PROVIDED TEXT —
═══
PL

Becoming more core

Retail & leisure
Atrium European Real Estate, which has recently been through some extensive changes, including the appointment of a new CEO for both the Group and for Atrium Poland, has got its appetite back for growth. Its top management spoke to us about where the company is heading

Rafał Ostrowski, ‘Eurobuild CEE’: How is AERE doing at this turning point in its history, when the company’s leadership has just changed?

Josip Kardun, CEO of AERE: Firstly, the unique thing about Atrium is that it is the only listed company focusing purely on Central and Eastern European retail property markets that holds an investment grade credit rating. What does this mean? It means that we have a ‘-BBB’ rating with a ‘stable’ outlook according to Fitch and Standard and Poor’s. We finance ourselves on a couple of markets at the corporate level. I think there is no other company that does this in the CEE region, especially in our core markets – Poland, the Czech Republic and

Slovakia. The company is extremely financially robust if you look at our figures. The portfolio we have comes to over EUR 3 bln of real estate, currently with EUR 2.7 bln of cash flow producing assets. The cash flow this is producing will grow with our latest acquisitions and we want to continue along that path. We have also reduced the cost of our debt. Last year we raised EUR 350 mln from a bond with a seven-year duration at 4 pct interest, this year we raised a bond with an eight-year duration at 3.65 pct interest. So even though we are exposed to the Central and Eastern European market we have these very good conditions, mainly because of the trust of capital markets and in the management quality and the execution of the quality of the company.

Scott Dwyer, CEO of AERE in Poland: The EUR 400 mln in cash that we now have will see us through a number of acquisitions over the next 12 to 14 months. Poland represents just over 50 pct of the entire portfolio. The portfolio has changed and grown app. 2.5 times when it comes to the number of standing investments over the last six years. The Polish operating margin is close to just over 100 pct and the gross rental income generated in Poland accounts roughly for 50 pct of the total. So we see that having people on the ground and the strong balance sheet gives us a competitive advantage on how we analyse assets, how we analyse the market, and the speed with which we can move to acquire assets.
═══
GIVEN MATERIAL —
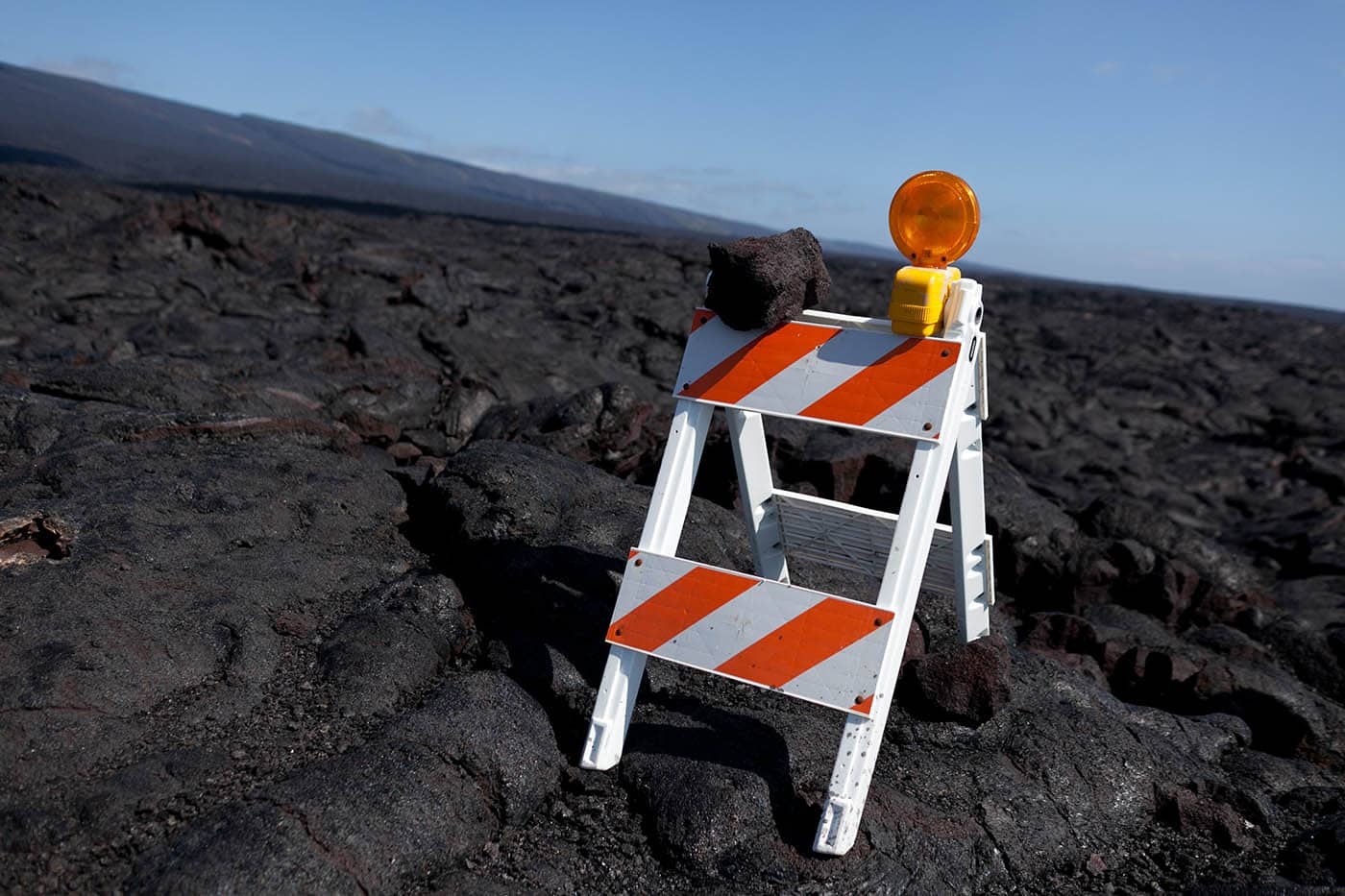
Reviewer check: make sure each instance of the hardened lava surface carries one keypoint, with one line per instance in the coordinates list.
(311, 522)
═══
WHAT TO PRODUCE — In the Atrium interview, what interest rate did this year's eight-year bond carry? The data has no role here.

PROBLEM SOLUTION — 3.65 percent.